■ WHAT YOU NEED TO DO: Can you print every item below word for word, leaving each line unchanged?

■ INPUT FOR THIS TASK:
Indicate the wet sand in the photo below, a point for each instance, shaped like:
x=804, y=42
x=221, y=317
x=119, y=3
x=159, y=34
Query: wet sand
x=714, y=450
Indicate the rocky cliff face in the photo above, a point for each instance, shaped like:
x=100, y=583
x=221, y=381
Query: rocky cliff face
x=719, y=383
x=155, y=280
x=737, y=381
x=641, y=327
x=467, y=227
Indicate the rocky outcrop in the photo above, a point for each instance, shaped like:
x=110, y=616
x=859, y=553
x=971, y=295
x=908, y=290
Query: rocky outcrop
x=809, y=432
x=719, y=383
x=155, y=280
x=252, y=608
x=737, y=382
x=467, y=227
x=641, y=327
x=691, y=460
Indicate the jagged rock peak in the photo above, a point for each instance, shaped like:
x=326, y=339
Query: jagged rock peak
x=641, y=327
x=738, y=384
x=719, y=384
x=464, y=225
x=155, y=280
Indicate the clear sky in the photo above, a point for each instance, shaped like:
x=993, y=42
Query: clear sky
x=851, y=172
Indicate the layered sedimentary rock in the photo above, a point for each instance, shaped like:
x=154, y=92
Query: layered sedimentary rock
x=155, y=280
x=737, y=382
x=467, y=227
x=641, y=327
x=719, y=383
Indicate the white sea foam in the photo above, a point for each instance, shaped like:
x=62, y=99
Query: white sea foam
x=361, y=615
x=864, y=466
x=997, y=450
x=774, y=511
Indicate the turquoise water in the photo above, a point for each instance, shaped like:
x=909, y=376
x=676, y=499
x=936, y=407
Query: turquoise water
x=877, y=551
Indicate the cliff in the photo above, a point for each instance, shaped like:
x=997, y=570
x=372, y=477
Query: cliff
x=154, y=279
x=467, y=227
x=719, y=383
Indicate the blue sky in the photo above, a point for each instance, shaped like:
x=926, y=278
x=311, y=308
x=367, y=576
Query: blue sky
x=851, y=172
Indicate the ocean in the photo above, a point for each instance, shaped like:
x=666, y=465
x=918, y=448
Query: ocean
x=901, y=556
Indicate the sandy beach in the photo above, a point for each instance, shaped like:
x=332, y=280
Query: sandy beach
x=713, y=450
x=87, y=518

■ ANSWER:
Indicate the wet sand in the photo below, a point for each instance, shaped like:
x=804, y=42
x=221, y=317
x=119, y=3
x=159, y=34
Query: wet sand
x=714, y=450
Indicate the rocky cliff face in the photo above, a point for each instance, shaped like:
x=100, y=583
x=221, y=381
Query: rocky cliff face
x=719, y=383
x=155, y=280
x=737, y=381
x=641, y=327
x=467, y=227
Indicate the rocky outcrop in the photo above, a point for each instance, shaped like:
x=110, y=616
x=859, y=553
x=971, y=295
x=908, y=290
Query: rocky outcrop
x=809, y=432
x=719, y=383
x=155, y=280
x=252, y=608
x=737, y=382
x=467, y=227
x=641, y=327
x=691, y=460
Indicate the jagged rock peak in the photo above, a point for each instance, shaped like:
x=326, y=339
Query: jagged rock peak
x=641, y=327
x=738, y=384
x=719, y=384
x=464, y=225
x=155, y=280
Indicate the clear sky in the photo above, a point for each instance, shaped like:
x=993, y=42
Query: clear sky
x=851, y=172
Indicate the layered sedimentary rock in the photo above, a point for each instance, shaped like:
x=154, y=92
Query: layered sedimentary rock
x=155, y=280
x=737, y=382
x=467, y=227
x=641, y=327
x=719, y=383
Indicate the white sea foam in the photo above, a point for each instance, shaped like:
x=62, y=99
Query: white sea foam
x=361, y=615
x=864, y=466
x=997, y=450
x=774, y=511
Indicate the turquoise water in the photo above, a point for each instance, shaped like:
x=909, y=376
x=676, y=499
x=936, y=407
Query: turquoise water
x=877, y=551
Indicate the cliff in the photo above, a point for each instance, shaped like:
x=997, y=570
x=372, y=477
Query: cliff
x=154, y=279
x=467, y=227
x=719, y=383
Indicate the blue sky in the photo above, a point for each instance, shaped like:
x=926, y=278
x=311, y=308
x=367, y=576
Query: blue sky
x=851, y=172
Indicate the ocean in the photo above, a point for each instance, shaped like:
x=666, y=465
x=918, y=448
Query: ocean
x=901, y=556
Indicate the sandy beach in the photo above, a point for each instance, shaped like:
x=332, y=280
Query: sandy beach
x=713, y=450
x=87, y=518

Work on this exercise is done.